Data lines:
------------------------------------------------------------------------

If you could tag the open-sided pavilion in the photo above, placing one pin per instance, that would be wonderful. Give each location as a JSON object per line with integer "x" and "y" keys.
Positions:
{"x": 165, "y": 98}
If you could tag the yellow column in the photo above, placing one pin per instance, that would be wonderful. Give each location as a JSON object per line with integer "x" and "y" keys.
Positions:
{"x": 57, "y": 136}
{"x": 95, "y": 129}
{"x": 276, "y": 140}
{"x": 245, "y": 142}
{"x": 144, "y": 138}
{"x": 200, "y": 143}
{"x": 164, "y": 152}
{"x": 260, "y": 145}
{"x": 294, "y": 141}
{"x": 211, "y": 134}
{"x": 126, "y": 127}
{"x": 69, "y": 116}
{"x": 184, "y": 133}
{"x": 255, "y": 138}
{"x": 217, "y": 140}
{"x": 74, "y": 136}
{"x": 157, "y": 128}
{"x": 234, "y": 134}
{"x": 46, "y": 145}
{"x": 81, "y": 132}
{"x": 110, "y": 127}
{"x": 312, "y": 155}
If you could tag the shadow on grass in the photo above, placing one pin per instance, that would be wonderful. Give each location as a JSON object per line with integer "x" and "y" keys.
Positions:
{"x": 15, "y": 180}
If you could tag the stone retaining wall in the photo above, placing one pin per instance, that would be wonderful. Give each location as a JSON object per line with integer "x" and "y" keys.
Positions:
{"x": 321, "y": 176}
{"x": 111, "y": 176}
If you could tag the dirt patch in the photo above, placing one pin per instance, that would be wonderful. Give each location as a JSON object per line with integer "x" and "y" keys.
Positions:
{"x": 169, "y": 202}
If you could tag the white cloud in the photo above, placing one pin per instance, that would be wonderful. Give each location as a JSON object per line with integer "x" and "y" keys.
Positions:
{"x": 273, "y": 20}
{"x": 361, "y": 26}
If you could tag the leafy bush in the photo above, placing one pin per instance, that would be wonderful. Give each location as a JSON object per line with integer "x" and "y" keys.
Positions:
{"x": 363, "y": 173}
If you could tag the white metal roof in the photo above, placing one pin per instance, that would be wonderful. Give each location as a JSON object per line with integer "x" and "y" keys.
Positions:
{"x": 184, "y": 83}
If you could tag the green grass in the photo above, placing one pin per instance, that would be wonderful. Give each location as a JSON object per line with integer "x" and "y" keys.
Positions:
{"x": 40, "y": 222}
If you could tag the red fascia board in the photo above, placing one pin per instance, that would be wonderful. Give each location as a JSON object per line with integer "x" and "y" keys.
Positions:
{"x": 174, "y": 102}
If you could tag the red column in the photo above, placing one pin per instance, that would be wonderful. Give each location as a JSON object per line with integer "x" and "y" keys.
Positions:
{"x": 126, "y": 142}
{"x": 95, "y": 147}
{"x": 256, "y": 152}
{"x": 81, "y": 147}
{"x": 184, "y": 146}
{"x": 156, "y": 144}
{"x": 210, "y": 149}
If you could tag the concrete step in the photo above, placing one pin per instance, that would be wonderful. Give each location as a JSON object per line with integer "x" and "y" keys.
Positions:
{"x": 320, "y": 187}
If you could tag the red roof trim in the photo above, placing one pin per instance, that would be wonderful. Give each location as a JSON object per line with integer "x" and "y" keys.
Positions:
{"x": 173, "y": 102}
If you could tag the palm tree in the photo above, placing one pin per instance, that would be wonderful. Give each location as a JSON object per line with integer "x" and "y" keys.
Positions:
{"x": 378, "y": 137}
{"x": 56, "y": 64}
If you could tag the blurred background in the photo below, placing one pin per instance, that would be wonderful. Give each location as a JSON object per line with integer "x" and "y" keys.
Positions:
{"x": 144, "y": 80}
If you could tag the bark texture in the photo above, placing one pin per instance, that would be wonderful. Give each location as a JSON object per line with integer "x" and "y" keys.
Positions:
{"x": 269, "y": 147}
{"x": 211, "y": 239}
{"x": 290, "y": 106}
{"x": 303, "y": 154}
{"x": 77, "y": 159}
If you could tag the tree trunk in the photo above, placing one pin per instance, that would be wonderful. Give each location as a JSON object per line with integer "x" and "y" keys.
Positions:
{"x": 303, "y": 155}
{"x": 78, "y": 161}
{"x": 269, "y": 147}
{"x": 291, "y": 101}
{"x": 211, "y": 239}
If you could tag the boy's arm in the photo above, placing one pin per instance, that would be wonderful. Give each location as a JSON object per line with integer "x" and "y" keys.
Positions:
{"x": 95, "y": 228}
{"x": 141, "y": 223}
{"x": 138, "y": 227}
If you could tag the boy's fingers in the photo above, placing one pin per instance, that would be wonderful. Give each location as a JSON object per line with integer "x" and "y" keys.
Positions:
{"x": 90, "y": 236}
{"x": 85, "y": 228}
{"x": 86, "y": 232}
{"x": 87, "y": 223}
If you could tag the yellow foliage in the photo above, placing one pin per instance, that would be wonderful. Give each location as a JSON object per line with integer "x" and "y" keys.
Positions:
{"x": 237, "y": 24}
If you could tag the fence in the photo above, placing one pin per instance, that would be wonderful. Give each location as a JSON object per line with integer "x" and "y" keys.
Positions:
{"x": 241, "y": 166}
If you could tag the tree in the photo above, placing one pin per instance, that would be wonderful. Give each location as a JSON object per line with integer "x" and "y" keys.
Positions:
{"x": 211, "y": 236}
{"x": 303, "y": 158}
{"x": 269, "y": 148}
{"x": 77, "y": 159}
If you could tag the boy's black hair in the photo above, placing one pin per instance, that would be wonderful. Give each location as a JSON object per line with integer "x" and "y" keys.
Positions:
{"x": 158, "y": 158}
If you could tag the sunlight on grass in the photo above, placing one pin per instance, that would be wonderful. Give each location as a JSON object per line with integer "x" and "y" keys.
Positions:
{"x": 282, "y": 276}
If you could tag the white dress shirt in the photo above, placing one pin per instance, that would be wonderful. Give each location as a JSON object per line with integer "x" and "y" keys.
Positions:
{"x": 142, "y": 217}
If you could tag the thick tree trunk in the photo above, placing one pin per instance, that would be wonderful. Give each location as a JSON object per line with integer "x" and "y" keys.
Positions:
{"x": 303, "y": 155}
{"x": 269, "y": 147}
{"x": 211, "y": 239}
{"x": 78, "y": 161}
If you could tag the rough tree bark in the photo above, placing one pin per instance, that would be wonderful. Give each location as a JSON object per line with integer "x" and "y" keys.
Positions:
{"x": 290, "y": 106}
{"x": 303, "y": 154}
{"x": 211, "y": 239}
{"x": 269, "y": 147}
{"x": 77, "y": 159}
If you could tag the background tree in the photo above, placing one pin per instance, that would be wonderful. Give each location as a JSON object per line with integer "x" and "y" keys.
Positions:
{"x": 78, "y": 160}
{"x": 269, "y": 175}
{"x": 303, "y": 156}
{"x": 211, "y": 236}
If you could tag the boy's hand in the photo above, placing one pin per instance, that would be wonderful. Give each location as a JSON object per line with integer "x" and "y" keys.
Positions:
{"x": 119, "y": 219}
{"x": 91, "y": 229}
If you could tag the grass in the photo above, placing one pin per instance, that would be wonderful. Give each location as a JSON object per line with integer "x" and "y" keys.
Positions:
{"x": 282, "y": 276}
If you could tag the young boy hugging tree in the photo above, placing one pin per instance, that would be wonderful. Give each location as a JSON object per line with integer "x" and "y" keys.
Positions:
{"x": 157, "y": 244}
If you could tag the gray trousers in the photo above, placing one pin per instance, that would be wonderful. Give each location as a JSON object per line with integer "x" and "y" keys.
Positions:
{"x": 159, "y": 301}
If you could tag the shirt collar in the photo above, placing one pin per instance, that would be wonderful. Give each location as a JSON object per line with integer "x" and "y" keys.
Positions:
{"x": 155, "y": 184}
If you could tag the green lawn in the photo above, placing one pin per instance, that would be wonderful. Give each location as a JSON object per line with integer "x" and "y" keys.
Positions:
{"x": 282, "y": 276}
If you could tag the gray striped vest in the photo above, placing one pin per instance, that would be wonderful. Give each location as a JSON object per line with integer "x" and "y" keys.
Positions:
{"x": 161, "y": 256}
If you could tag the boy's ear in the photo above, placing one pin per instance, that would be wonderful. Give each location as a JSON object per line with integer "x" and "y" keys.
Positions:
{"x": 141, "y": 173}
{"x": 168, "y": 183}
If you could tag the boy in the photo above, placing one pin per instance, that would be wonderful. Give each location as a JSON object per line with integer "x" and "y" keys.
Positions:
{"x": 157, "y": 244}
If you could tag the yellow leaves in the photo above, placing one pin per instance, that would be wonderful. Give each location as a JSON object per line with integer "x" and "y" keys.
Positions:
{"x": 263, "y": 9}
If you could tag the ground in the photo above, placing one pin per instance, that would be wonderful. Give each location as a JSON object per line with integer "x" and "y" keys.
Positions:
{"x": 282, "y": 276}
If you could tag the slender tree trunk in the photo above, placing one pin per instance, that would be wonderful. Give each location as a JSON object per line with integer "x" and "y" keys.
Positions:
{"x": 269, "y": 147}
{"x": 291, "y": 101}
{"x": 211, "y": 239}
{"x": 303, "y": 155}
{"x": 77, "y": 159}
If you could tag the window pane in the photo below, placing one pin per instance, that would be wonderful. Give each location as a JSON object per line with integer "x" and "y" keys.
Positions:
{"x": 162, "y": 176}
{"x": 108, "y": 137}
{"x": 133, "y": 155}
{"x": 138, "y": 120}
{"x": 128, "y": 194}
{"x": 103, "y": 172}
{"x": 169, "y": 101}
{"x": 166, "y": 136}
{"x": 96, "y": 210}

------------------------------------------------------------------------

Request:
Retype exactly, please, each line from the line that contains "If you could tag the boy in" through the last line of the entries above, with nothing added.

Answer for this exercise:
If you could tag the boy in the photo above, placing one pin per instance, that would be wonderful. Give each location as a JSON object per line with integer "x" and "y" keys.
Positions:
{"x": 157, "y": 244}
If you could tag the yellow leaves in the photo above, placing one pin per instance, that would be wonderful. Give each location as a JSON object per line with integer "x" and "y" keys.
Positions:
{"x": 263, "y": 9}
If you could tag the ground in the photo above, placing one pin per instance, that would be wonderful. Give each location as a JSON object per line with integer "x" and "y" keys.
Positions:
{"x": 282, "y": 276}
If you could tag the slender tree trunk in the photo above, placing one pin per instance, that would be wonderful. Give each location as a JSON object per line with integer "x" and "y" keys.
Positions:
{"x": 269, "y": 147}
{"x": 291, "y": 101}
{"x": 211, "y": 239}
{"x": 303, "y": 155}
{"x": 77, "y": 159}
If you could tag the window pane in the photo below, placing one pin per instance, that would be wonderful. Give each location as a JSON object per line with integer "x" and "y" keys.
Positions:
{"x": 162, "y": 176}
{"x": 108, "y": 137}
{"x": 133, "y": 155}
{"x": 138, "y": 120}
{"x": 128, "y": 194}
{"x": 103, "y": 172}
{"x": 169, "y": 101}
{"x": 166, "y": 136}
{"x": 96, "y": 210}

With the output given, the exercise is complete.